**EXERCISE DETAILS**
Count the lines in the items below that contain the word "frame", and give only that number.

— begin EXTRACTED INFORMATION —

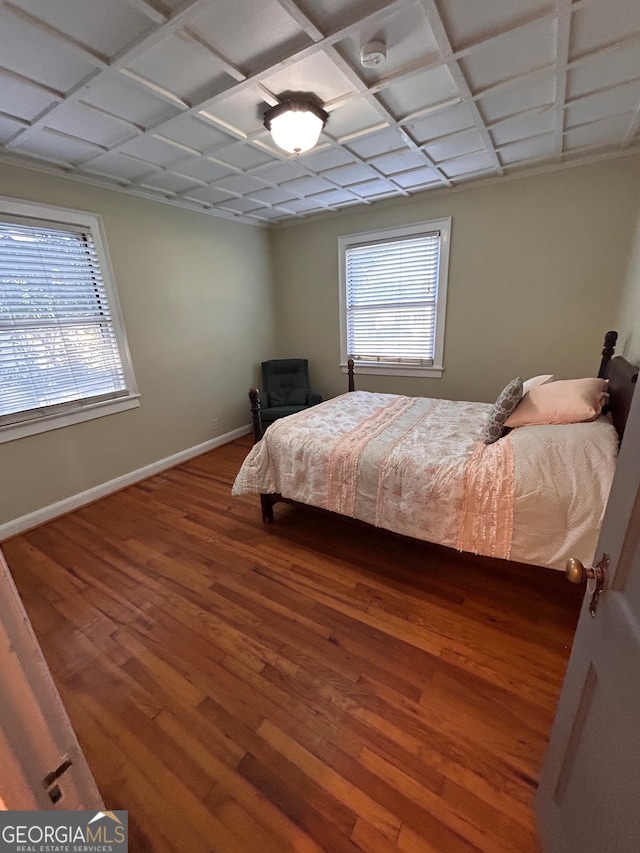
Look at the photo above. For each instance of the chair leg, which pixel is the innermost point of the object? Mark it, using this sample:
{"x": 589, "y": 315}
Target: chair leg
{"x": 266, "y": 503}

— end EXTRACTED INFORMATION —
— begin EXTRACTED INFORMATION —

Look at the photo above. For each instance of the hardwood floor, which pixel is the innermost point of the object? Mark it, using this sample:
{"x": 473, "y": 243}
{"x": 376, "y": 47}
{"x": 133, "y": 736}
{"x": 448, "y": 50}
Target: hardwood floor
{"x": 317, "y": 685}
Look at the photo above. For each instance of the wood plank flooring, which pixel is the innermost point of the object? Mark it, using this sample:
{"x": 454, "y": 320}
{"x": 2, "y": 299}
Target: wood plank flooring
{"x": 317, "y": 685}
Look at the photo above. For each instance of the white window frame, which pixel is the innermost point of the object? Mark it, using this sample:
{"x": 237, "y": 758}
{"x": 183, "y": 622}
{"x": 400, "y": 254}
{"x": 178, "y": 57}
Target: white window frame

— end EXTRACTED INFORMATION —

**THE ANSWER**
2